◆ Work item
Precisely the lines from the one with "If you could spot the stone" through the end of the data, both included, must make up the response, each restated word for word.

[Items from a dataset]
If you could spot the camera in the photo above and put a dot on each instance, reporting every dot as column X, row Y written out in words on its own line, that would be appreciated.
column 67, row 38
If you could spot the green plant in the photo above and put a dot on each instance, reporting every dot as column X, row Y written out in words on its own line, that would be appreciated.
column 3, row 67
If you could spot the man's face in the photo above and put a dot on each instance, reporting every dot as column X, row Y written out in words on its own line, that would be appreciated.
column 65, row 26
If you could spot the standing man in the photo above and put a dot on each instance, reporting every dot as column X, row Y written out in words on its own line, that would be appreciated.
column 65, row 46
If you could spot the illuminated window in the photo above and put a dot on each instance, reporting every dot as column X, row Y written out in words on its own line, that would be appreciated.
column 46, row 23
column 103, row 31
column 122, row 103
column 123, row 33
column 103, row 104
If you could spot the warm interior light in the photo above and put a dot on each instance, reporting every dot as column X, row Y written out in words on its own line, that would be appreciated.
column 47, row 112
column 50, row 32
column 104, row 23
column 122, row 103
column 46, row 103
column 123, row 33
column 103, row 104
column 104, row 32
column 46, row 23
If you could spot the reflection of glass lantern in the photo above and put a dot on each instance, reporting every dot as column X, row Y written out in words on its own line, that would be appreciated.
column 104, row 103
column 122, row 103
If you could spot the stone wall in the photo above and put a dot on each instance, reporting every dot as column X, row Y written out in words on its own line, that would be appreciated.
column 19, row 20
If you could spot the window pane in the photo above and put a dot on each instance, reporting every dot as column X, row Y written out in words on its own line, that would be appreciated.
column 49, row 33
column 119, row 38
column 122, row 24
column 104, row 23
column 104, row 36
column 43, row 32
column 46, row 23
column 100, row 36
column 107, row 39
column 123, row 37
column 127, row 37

◆ Response to the exercise
If you could spot the stone wall in the photo above and put a dot on each instance, reporting every dot as column X, row Y written out in words on its own line, that would be appreciated.
column 19, row 20
If you could spot the window pane in the photo above and put a dot on each instance, reporting every dot as column X, row Y written out in words on its own line, that would be appreciated.
column 49, row 33
column 119, row 38
column 122, row 24
column 104, row 23
column 104, row 36
column 43, row 32
column 46, row 23
column 100, row 36
column 107, row 39
column 123, row 37
column 127, row 37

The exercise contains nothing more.